(Data records):

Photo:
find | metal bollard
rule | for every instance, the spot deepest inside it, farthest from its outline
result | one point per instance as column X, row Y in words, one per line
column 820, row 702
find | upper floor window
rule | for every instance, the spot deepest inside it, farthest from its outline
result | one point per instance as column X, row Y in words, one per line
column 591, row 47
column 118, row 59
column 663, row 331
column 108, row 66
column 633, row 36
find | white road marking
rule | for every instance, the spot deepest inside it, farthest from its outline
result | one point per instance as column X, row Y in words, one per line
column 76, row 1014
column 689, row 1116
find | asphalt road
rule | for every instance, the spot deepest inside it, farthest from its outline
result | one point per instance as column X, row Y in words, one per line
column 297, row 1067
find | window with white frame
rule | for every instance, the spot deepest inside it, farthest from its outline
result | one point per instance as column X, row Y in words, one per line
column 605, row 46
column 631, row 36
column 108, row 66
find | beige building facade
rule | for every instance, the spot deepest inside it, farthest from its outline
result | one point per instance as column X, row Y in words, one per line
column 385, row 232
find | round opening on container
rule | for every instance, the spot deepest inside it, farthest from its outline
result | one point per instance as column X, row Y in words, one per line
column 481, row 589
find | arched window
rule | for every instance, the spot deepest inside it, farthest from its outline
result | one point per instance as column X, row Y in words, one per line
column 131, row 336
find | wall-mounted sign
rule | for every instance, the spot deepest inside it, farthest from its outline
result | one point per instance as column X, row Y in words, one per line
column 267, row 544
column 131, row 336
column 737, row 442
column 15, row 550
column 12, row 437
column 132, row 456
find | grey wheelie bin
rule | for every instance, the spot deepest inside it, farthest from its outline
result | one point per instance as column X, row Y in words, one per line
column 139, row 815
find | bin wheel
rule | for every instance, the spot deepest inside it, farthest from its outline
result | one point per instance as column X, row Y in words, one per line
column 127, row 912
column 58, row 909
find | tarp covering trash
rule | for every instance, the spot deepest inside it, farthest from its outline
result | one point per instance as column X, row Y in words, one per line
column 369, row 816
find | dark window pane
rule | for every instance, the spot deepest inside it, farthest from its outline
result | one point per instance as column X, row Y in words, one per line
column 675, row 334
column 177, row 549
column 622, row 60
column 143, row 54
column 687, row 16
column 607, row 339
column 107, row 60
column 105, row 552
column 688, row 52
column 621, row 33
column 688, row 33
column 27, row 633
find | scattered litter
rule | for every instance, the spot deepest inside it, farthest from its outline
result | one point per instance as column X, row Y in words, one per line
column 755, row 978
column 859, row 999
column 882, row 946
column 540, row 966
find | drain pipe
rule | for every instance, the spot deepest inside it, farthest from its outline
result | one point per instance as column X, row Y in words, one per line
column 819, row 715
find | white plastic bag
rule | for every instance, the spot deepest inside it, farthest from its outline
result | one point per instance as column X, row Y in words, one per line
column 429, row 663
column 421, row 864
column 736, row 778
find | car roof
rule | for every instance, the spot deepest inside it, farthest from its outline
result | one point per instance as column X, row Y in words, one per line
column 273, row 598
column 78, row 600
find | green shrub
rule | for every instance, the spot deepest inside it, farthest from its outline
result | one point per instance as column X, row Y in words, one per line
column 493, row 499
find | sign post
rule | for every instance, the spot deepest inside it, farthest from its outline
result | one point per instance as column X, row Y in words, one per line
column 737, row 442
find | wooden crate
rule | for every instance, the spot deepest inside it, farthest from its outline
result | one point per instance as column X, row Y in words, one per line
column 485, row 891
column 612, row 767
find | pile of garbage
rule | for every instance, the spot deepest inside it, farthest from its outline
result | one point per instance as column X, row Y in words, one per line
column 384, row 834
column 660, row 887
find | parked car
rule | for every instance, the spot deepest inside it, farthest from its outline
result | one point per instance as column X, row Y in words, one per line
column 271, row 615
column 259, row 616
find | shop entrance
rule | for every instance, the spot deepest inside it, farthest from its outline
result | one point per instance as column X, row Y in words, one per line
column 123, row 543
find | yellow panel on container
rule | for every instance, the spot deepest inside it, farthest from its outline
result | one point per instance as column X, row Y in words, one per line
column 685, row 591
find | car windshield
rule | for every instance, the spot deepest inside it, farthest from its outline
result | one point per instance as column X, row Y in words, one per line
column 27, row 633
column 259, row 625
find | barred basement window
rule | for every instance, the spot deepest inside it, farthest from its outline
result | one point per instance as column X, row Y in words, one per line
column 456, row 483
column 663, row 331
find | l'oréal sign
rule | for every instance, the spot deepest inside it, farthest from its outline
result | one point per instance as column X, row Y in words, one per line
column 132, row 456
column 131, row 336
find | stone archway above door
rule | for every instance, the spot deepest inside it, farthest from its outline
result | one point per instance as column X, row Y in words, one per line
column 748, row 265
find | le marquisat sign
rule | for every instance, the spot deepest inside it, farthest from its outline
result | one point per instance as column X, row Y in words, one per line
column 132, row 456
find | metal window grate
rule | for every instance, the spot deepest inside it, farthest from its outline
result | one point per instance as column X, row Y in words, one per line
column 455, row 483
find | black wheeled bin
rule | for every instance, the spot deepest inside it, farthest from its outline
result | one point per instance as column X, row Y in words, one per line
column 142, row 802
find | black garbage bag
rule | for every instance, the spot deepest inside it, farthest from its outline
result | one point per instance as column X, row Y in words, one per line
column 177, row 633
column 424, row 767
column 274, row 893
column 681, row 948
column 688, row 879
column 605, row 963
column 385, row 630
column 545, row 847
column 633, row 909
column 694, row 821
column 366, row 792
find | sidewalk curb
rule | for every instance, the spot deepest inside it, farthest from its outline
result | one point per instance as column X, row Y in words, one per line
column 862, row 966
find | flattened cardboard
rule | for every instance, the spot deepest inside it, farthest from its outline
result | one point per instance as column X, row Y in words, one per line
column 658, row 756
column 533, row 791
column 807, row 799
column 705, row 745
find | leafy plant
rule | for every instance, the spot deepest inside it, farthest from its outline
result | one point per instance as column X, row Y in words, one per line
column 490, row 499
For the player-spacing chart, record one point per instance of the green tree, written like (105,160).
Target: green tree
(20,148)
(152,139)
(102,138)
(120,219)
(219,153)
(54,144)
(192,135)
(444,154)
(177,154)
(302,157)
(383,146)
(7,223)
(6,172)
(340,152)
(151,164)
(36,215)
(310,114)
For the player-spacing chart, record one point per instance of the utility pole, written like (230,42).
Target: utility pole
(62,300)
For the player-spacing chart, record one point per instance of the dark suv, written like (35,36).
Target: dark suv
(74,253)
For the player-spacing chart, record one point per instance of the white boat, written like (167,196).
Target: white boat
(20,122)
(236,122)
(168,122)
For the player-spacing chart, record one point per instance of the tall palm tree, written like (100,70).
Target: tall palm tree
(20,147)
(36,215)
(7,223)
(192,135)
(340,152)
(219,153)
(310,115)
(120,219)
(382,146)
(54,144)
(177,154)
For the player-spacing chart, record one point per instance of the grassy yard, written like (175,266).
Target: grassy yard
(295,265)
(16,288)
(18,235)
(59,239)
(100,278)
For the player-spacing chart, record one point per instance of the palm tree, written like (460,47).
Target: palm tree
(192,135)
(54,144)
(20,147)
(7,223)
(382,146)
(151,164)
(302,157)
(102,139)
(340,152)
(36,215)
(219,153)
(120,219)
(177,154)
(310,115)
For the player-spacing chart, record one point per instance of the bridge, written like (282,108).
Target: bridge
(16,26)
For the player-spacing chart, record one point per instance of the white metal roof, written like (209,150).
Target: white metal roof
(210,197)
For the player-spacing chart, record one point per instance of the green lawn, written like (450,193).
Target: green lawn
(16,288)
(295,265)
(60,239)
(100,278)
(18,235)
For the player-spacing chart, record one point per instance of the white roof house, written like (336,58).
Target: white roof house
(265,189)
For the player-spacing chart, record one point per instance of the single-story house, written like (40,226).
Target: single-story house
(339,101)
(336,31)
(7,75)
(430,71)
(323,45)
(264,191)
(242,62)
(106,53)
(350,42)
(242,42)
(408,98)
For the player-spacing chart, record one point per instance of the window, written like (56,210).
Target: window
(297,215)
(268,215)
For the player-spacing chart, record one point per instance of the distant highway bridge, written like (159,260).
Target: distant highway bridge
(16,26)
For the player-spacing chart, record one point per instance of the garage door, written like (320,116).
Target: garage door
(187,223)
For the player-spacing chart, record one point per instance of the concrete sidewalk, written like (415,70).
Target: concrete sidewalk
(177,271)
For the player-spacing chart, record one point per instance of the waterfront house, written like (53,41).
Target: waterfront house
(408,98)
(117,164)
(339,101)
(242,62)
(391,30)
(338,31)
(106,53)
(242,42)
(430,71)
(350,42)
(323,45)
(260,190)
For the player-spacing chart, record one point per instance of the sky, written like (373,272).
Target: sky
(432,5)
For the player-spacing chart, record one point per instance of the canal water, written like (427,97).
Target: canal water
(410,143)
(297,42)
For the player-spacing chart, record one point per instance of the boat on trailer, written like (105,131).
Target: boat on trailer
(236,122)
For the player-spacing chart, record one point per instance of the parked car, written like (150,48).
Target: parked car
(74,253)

(Activity): Copy out precisely the lines from the line with "written like (105,160)." to the line with "written like (167,196)." in the material above, including those two lines and omitting all the rest.

(Answer below):
For the player-spacing chart, record one point per instance of the green tree, written like (105,160).
Target: green tree
(20,148)
(152,139)
(102,138)
(120,219)
(219,153)
(54,144)
(192,135)
(444,154)
(177,154)
(302,157)
(383,146)
(7,223)
(6,172)
(340,152)
(151,164)
(36,215)
(310,114)
For the player-spacing chart, record one point per instance of the utility pole, written like (230,42).
Target: utility pole
(62,300)
For the player-spacing chart, record one point per instance of the dark suv, written like (35,36).
Target: dark suv
(74,253)
For the player-spacing chart, record one point per instance of the white boat, written like (167,196).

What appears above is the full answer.